- WHAT TO WORK ON
Write out the material exactly, without any of its pictures.

** begin STORED DATA **

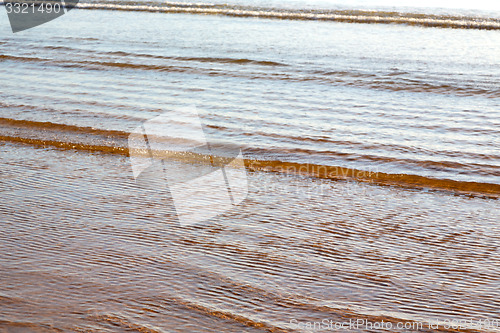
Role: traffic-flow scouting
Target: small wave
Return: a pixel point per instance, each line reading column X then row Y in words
column 350, row 79
column 347, row 16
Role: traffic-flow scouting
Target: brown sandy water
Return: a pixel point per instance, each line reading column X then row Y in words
column 373, row 167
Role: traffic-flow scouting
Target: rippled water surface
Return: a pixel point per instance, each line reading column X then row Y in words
column 393, row 217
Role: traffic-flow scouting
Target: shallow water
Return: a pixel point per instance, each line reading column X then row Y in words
column 394, row 217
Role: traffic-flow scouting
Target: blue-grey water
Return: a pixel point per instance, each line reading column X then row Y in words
column 407, row 97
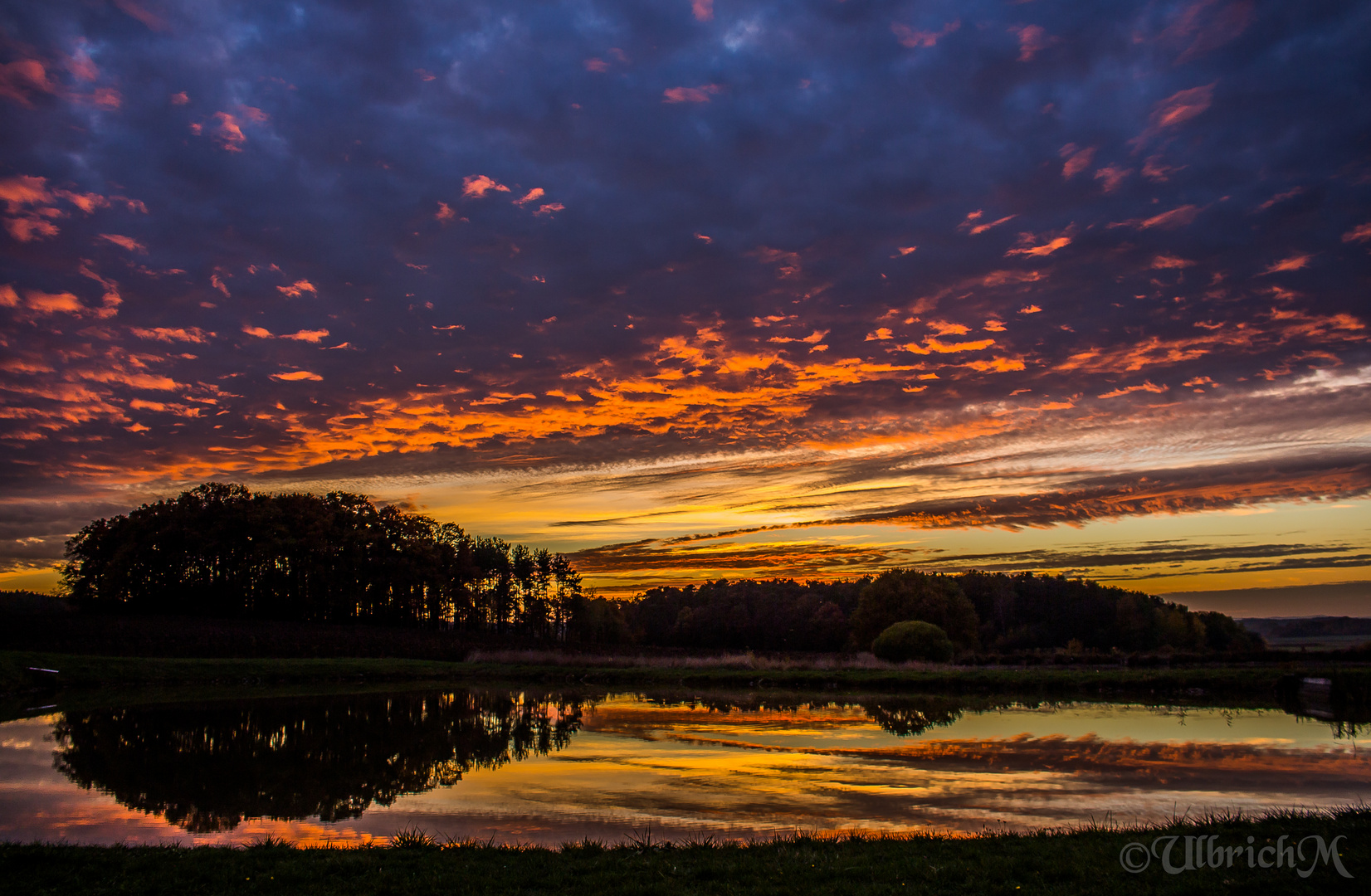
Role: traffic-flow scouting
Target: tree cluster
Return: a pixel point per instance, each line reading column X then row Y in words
column 222, row 551
column 979, row 611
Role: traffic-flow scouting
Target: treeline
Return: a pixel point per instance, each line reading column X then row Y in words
column 222, row 551
column 979, row 611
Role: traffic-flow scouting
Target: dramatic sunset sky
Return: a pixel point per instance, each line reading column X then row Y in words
column 697, row 288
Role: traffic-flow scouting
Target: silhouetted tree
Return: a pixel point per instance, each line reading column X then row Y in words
column 222, row 551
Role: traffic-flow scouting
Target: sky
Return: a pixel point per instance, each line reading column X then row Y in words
column 697, row 290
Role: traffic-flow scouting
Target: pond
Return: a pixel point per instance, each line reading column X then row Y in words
column 524, row 766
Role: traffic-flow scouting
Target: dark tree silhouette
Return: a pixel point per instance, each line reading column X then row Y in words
column 222, row 551
column 208, row 766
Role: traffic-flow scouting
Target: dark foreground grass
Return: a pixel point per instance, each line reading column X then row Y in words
column 1259, row 683
column 1064, row 862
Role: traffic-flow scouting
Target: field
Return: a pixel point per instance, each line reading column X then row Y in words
column 1083, row 860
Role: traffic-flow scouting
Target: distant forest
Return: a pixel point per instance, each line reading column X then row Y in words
column 981, row 611
column 221, row 551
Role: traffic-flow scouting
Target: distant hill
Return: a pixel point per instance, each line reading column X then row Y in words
column 1305, row 628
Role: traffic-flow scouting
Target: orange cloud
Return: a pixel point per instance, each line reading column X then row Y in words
column 136, row 10
column 1358, row 235
column 912, row 39
column 128, row 243
column 975, row 229
column 169, row 334
column 52, row 303
column 228, row 132
column 298, row 290
column 996, row 365
column 1145, row 387
column 1156, row 170
column 529, row 196
column 22, row 78
column 1173, row 218
column 1032, row 39
column 1173, row 111
column 691, row 95
column 477, row 185
column 1112, row 177
column 1041, row 251
column 307, row 336
column 1292, row 263
column 935, row 345
column 22, row 191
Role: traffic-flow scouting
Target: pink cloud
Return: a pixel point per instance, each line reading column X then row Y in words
column 225, row 129
column 1173, row 111
column 1156, row 170
column 1358, row 235
column 173, row 334
column 691, row 95
column 1112, row 176
column 1145, row 387
column 1076, row 159
column 1032, row 40
column 298, row 290
column 307, row 336
column 1041, row 251
column 128, row 243
column 134, row 10
column 477, row 185
column 22, row 78
column 912, row 39
column 52, row 303
column 1292, row 263
column 1173, row 218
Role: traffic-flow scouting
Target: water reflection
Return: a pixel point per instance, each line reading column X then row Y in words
column 546, row 767
column 206, row 767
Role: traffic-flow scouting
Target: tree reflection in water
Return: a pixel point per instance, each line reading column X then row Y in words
column 208, row 766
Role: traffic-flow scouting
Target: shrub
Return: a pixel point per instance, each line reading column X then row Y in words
column 898, row 595
column 912, row 640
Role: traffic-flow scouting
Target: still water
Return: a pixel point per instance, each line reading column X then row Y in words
column 546, row 769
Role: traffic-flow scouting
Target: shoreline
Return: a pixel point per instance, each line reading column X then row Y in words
column 1087, row 858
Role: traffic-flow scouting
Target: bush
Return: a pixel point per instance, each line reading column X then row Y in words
column 898, row 595
column 912, row 640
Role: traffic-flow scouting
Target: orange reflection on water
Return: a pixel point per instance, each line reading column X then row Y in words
column 689, row 770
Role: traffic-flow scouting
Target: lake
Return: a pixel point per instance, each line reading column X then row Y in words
column 525, row 766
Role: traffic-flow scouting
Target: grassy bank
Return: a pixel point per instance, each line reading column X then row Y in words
column 1064, row 862
column 1230, row 683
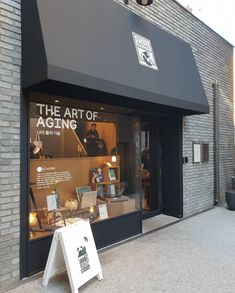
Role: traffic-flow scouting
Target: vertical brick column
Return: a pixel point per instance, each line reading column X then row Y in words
column 213, row 56
column 10, row 65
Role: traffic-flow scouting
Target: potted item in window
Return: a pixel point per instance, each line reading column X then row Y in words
column 111, row 190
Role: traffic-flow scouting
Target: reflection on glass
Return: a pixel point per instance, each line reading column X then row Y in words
column 145, row 167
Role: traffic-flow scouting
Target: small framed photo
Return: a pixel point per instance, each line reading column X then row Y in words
column 111, row 190
column 51, row 202
column 96, row 175
column 112, row 175
column 100, row 190
column 103, row 212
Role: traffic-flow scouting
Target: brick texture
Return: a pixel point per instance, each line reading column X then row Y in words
column 214, row 57
column 10, row 61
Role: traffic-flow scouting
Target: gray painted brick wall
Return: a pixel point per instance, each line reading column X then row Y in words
column 10, row 61
column 213, row 56
column 214, row 60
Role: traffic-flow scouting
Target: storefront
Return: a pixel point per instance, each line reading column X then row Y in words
column 104, row 93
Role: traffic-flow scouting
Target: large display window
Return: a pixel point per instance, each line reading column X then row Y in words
column 84, row 164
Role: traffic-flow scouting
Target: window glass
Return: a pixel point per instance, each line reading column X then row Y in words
column 84, row 164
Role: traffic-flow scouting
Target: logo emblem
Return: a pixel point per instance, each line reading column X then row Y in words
column 144, row 51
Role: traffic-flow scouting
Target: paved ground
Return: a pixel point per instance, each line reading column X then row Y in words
column 195, row 255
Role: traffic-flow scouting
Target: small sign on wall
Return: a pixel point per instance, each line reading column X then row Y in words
column 73, row 249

** end STORED DATA **

- PROBLEM SOLUTION
Role: traffic-flow scouting
Target: small wave
Return: a pixel point per instance, each line reading column X then row Y in words
column 350, row 79
column 347, row 16
Role: traffic-flow scouting
Target: brown sandy water
Return: a pixel point per instance, each line reading column X then row Y in words
column 373, row 167
Role: traffic-flow scouting
Target: rippled water surface
Return: a pixel point per instance, each line reading column X then row Y in words
column 393, row 217
Role: traffic-flow scouting
Target: shallow water
Return: a pixel point per instance, each line reading column X then row Y in words
column 394, row 217
Role: traffic-flow scouting
Target: blue-grey water
Return: a pixel point per instance, each line reading column X then row Y in words
column 407, row 97
Role: traffic-flow scouting
Target: tree cluster
Return: a pixel point per instance, each line reading column X then row Y in words
column 222, row 551
column 979, row 611
Role: traffic-flow scouting
Target: treeline
Return: a pixel point per instance, each line reading column X then row Y in words
column 222, row 551
column 979, row 611
Role: traffic-flow scouting
Target: dramatic sunset sky
Return: a pixel point per instance, each line reading column X then row Y in words
column 697, row 288
Role: traffic-flow scouting
Target: silhouetted tree
Return: a pixel point per instance, each line reading column X then row Y in words
column 222, row 551
Role: traffic-flow scouting
Target: sky
Return: a pixel point per instance, each line reading column X then row Y in words
column 697, row 290
Role: traffic-flow scouting
Target: pond
Return: a pixel point per instance, each line reading column X then row Y in words
column 524, row 766
Role: traffic-flow scouting
Target: dark tree silhouette
Return: a pixel point per instance, each line reading column X then row Y in words
column 222, row 551
column 208, row 766
Role: traffic-flow scouting
Target: dark foreground grass
Return: a pixel point per instance, each line reading column X then row Y in words
column 1259, row 683
column 1064, row 862
Role: traffic-flow scouting
Target: field
Return: a pixel point per instance, each line reading column X then row Y in words
column 1083, row 860
Role: traffic-flow scouting
Target: distant forest
Return: a pixel point per instance, each line reading column X then row Y in words
column 981, row 611
column 221, row 551
Role: traffic-flow scouting
Target: distant hill
Return: a pixel point per instance, each line reading column X then row Y in words
column 1305, row 628
Role: traffic-flow scouting
Target: orange cloud
Return: a pixel point per instance, each line reading column X then row Y in words
column 136, row 10
column 1358, row 235
column 912, row 39
column 128, row 243
column 975, row 229
column 169, row 334
column 52, row 303
column 228, row 132
column 298, row 290
column 996, row 365
column 1145, row 387
column 1156, row 170
column 529, row 196
column 22, row 78
column 1173, row 218
column 1032, row 39
column 1173, row 111
column 691, row 95
column 477, row 185
column 1112, row 177
column 1041, row 251
column 307, row 336
column 1292, row 263
column 935, row 345
column 22, row 191
Role: traffic-flow scouting
Target: pink cloud
Return: a pixel point per instance, each line reading column X then row Y in words
column 225, row 129
column 1173, row 111
column 1156, row 170
column 1358, row 235
column 173, row 334
column 691, row 95
column 1112, row 176
column 1145, row 387
column 1076, row 159
column 1032, row 40
column 298, row 290
column 307, row 336
column 1041, row 251
column 128, row 243
column 134, row 10
column 477, row 185
column 22, row 78
column 912, row 39
column 52, row 303
column 1292, row 263
column 1173, row 218
Role: traffic-flow scouting
Target: water reflection
Return: a pixel point per instance, each line reading column X then row Y in words
column 546, row 767
column 206, row 767
Role: traffic-flow scouting
Target: tree reflection in water
Return: a pixel point per instance, each line reading column X then row Y in words
column 208, row 766
Role: traffic-flow scouting
Target: shrub
Return: a pixel point per instance, each line reading column X then row Y in words
column 898, row 595
column 912, row 640
Role: traffic-flow scouting
Target: still water
Return: a pixel point per instance, each line reading column X then row Y in words
column 546, row 769
Role: traffic-flow scouting
Target: shoreline
Return: a pixel point per instance, each line reading column X then row Y in words
column 1087, row 858
Role: traffic-flow scouting
Target: bush
Return: a pixel point per instance, each line reading column X then row Y in words
column 898, row 595
column 912, row 640
Role: traffic-flow scouting
Target: orange reflection on water
Return: a pixel point per instance, each line reading column X then row Y in words
column 689, row 770
Role: traffic-flow scouting
Target: lake
Return: a pixel point per instance, each line reading column X then row Y in words
column 525, row 766
Role: traffic-flow scouting
Target: grassy bank
Return: a pixel point per instance, each line reading column X then row Y in words
column 1064, row 862
column 1230, row 683
Role: traffic-flow scouting
Target: vertical brick column
Return: a pixel point per instance, each line reading column X then row Y in words
column 213, row 56
column 10, row 65
Role: traffic-flow scouting
Target: potted item in window
Return: a pixel point per instance, each line reading column X then row Y in words
column 111, row 190
Role: traffic-flow scouting
Target: reflection on glass
Return: a pixel point per instance, each line reading column X then row Y in words
column 145, row 167
Role: traffic-flow scouting
Target: small framed photo
Return: a pixel point per instance, each line reading column X then row Y in words
column 111, row 190
column 51, row 202
column 96, row 175
column 112, row 175
column 100, row 190
column 103, row 212
Role: traffic-flow scouting
Target: brick texture
Return: a pixel point per instance, each line reading column X then row Y in words
column 214, row 57
column 10, row 61
Role: traffic-flow scouting
Target: gray painted brick wall
Return: a pixel point per instance, each line reading column X then row Y in words
column 10, row 61
column 213, row 56
column 214, row 60
Role: traffic-flow scouting
Target: storefront
Return: a pixel point per instance, each line reading column X then row Y in words
column 104, row 93
Role: traffic-flow scouting
Target: large display window
Return: a pixel point per instance, each line reading column X then row Y in words
column 84, row 164
Role: traffic-flow scouting
Target: window glass
Return: a pixel point per instance, each line reading column X then row Y in words
column 84, row 164
Role: traffic-flow scouting
Target: logo emblem
Return: a pixel point per instance, each line reading column X then row Y in words
column 144, row 51
Role: traffic-flow scouting
Target: paved ground
Return: a pixel point per instance, each line reading column X then row Y in words
column 195, row 255
Role: traffic-flow scouting
Target: small sign on wall
Return: a pixel point per instance, each line reading column X then row Y in words
column 73, row 249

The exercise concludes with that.